### Werkinstructies
1/ Op welke datum is de veroordeelde volgens de uitspraak ontvlucht?
2/ Typ uit de uitspraak alles over vanaf "Het hof heeft de" tot en met "achterwege zal blijven.".

### Getoonde tekst

╔══

ECLI:NL:GHARN:2005:AV0998
Gerechtshof Arnhem
- Hoger beroep
- P.C. Vegter
- J.M.J. Denie
- J.W.P. Verheugt
- Rechtspraak.nl
Vervroegde invrijheidstelling achterwege gelaten wegens onttrekking aan straf
In deze zaak heeft het Gerechtshof Arnhem op 31 oktober 2005 uitspraak gedaan over de vordering van de officier van justitie te Middelburg, die strekte tot het achterwege blijven van de vervroegde invrijheidstelling van de veroordeelde. De veroordeelde was op 8 mei 2005 uit de penitentiaire inrichting Veenhuizen, locatie Esserheem, ontvlucht. Samen met een medegedetineerde had hij de tralies van een celraam doorgezaagd en met behulp van touwen en stukken hout een touwladder gemaakt om te ontsnappen. Na de ontsnapping zijn zij de bossen ingegaan, waar een auto op hen wachtte.
Tijdens de openbare terechtzitting op 17 oktober 2005 heeft de advocaat-generaal geconcludeerd dat de vordering van de officier van justitie moest worden toegewezen. De raadsman van de veroordeelde, mr. N.A. Koole, was niet gemachtigd om de verdediging te voeren. Het hof heeft vastgesteld dat de veroordeelde zich na de aanvang van de tenuitvoerlegging van zijn straf heeft onttrokken, zoals bedoeld in artikel 15a, eerste lid aanhef en sub d van het Wetboek van Strafrecht.
Het hof heeft de vordering van de officier van justitie volledig toegewezen, met inachtneming van het feit dat de veroordeelde tot op heden nog voortvluchtig is. De beslissing is genomen op basis van de artikelen 15a, 15b en 15c van het Wetboek van Strafrecht. De uitspraak houdt in dat de vervroegde invrijheidstelling van de veroordeelde in zijn geheel achterwege zal blijven.

╚══

### Gegevensset
╔══

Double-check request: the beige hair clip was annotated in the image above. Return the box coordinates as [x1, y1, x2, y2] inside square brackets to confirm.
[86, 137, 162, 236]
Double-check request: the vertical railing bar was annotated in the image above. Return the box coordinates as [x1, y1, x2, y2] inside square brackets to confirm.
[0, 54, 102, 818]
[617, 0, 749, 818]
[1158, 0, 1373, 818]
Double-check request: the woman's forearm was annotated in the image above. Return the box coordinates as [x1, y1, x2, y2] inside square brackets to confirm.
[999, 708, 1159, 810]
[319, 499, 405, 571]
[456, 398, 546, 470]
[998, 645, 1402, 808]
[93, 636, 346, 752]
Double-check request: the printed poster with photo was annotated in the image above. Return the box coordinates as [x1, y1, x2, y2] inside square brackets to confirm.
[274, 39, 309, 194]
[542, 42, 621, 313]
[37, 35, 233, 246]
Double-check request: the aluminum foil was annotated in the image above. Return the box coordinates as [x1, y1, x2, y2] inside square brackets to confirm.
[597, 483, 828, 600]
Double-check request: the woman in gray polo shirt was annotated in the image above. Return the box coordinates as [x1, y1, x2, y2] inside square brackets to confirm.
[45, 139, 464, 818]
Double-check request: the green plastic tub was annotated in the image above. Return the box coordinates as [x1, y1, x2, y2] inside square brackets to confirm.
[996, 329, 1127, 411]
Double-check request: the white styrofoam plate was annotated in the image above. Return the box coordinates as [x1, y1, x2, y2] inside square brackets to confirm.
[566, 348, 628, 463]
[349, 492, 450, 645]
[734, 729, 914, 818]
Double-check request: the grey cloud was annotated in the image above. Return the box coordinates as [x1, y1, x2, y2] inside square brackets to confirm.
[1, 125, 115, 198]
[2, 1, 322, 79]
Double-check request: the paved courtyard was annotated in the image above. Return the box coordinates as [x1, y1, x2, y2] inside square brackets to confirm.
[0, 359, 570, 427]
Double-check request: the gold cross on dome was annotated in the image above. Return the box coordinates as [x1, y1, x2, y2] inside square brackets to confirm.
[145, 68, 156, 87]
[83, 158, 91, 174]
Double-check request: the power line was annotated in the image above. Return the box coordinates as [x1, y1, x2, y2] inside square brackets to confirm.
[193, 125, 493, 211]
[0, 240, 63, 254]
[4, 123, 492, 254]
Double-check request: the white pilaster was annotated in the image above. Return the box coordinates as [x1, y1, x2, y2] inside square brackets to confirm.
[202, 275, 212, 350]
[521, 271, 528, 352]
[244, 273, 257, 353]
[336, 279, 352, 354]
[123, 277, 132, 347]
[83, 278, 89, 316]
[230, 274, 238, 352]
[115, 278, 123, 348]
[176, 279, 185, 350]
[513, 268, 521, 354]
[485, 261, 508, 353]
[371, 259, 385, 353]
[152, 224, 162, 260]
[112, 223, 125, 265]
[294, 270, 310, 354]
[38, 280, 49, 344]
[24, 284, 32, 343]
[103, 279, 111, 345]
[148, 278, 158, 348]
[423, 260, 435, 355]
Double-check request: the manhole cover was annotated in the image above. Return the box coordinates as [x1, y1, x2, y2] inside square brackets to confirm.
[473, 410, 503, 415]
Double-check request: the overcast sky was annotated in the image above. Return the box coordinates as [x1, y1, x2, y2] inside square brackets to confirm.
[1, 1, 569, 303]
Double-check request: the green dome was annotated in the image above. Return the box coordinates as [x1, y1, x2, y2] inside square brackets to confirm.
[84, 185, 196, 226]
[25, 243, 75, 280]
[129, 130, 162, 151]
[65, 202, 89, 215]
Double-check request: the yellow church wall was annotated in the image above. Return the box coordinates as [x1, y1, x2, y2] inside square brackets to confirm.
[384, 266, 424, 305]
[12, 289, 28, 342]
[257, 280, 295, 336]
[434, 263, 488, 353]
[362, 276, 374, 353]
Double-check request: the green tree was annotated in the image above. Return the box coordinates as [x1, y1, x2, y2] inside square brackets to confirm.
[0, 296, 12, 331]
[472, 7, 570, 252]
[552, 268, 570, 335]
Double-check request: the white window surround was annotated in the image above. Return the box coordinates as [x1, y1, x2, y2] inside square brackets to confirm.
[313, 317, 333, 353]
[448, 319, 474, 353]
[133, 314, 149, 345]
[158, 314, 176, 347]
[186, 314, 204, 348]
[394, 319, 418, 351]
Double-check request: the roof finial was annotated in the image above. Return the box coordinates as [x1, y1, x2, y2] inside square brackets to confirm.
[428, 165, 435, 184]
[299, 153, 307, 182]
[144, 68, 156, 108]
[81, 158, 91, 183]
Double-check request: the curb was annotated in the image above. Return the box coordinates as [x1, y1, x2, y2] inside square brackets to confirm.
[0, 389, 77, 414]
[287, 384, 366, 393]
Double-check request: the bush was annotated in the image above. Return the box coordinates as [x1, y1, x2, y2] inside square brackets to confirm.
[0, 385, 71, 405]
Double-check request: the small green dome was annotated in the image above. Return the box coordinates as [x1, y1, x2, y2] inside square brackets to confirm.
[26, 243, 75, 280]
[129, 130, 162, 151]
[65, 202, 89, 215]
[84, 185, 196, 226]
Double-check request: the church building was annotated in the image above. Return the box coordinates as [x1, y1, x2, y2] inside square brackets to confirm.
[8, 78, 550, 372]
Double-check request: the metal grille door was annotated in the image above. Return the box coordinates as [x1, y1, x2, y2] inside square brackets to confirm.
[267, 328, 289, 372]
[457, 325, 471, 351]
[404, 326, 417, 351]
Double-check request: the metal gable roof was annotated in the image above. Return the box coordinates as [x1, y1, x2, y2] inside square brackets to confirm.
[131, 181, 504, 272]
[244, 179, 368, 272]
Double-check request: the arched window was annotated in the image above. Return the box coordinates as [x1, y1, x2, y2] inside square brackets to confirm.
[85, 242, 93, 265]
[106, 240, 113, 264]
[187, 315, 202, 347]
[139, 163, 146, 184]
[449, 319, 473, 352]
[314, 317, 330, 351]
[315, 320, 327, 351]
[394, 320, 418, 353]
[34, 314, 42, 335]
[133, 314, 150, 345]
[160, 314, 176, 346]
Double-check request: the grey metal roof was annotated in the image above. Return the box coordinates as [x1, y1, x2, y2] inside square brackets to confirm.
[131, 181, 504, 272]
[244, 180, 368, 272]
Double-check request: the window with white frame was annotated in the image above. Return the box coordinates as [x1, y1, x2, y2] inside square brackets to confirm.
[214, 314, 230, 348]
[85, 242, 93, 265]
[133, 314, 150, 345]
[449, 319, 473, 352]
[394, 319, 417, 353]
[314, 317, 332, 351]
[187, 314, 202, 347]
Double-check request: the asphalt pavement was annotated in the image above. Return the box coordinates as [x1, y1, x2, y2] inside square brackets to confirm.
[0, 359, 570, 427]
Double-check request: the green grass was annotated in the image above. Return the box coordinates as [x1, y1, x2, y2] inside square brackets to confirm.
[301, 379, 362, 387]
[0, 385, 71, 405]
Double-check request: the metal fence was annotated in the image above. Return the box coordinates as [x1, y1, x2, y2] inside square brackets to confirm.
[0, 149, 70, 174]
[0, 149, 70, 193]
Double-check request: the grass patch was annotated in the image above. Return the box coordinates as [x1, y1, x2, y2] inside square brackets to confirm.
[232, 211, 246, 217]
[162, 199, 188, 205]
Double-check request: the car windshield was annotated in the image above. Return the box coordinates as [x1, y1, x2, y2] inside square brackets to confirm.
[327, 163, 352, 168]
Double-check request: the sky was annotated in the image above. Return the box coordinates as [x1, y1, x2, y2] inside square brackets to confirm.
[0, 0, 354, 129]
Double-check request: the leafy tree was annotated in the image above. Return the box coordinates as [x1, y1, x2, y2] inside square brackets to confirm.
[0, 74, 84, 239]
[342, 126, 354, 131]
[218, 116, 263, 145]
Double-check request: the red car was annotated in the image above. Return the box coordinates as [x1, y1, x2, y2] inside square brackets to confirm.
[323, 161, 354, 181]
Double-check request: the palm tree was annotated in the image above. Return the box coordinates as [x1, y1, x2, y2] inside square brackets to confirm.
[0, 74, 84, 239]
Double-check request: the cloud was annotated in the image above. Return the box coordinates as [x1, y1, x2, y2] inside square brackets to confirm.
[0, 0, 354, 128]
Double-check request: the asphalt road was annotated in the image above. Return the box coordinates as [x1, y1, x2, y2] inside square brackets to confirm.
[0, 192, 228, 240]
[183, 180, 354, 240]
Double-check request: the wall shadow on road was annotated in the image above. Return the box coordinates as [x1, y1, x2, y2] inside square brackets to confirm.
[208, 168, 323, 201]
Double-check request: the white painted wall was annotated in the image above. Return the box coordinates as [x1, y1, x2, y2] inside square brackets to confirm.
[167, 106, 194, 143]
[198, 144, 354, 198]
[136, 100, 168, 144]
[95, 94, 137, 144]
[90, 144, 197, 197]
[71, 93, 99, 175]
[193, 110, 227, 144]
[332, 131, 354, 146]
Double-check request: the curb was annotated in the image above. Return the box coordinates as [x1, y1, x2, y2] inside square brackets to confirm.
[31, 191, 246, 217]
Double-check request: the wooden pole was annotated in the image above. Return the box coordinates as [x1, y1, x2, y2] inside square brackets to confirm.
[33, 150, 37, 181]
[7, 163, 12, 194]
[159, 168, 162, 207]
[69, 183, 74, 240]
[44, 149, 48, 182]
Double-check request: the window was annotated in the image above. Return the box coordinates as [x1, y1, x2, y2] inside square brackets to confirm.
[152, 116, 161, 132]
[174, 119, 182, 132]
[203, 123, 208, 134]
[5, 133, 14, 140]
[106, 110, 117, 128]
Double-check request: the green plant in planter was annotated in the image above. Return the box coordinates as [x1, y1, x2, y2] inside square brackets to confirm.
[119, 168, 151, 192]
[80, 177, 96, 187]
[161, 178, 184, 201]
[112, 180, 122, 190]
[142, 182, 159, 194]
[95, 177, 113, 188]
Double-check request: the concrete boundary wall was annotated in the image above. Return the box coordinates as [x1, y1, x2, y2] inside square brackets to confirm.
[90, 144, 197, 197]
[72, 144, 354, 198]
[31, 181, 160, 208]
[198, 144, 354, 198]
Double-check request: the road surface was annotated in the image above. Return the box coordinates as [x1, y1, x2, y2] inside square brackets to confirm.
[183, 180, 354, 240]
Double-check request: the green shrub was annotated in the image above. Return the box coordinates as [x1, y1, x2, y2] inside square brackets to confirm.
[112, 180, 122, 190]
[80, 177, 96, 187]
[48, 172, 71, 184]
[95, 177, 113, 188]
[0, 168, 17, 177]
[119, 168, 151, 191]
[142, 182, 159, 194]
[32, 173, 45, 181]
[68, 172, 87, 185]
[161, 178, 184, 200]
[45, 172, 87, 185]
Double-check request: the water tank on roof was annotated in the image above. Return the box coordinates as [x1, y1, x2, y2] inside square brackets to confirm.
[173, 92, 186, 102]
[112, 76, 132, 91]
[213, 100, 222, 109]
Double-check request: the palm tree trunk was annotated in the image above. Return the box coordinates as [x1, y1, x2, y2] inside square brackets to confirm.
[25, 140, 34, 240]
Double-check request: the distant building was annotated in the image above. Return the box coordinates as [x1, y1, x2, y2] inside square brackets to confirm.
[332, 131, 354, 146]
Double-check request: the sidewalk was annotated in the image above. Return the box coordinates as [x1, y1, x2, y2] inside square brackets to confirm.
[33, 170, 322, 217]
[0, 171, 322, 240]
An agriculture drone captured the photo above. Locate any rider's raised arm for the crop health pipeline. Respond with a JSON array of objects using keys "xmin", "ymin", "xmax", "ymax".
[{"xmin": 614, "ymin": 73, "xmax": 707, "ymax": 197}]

╚══

### Antwoorden per opdracht
1/ Op 8 mei 2005.

2/
Het hof heeft de vordering van de officier van justitie volledig toegewezen, met inachtneming van het feit dat de veroordeelde tot op heden nog voortvluchtig is. De beslissing is genomen op basis van de artikelen 15a, 15b en 15c van het Wetboek van Strafrecht. De uitspraak houdt in dat de vervroegde invrijheidstelling van de veroordeelde in zijn geheel achterwege zal blijven.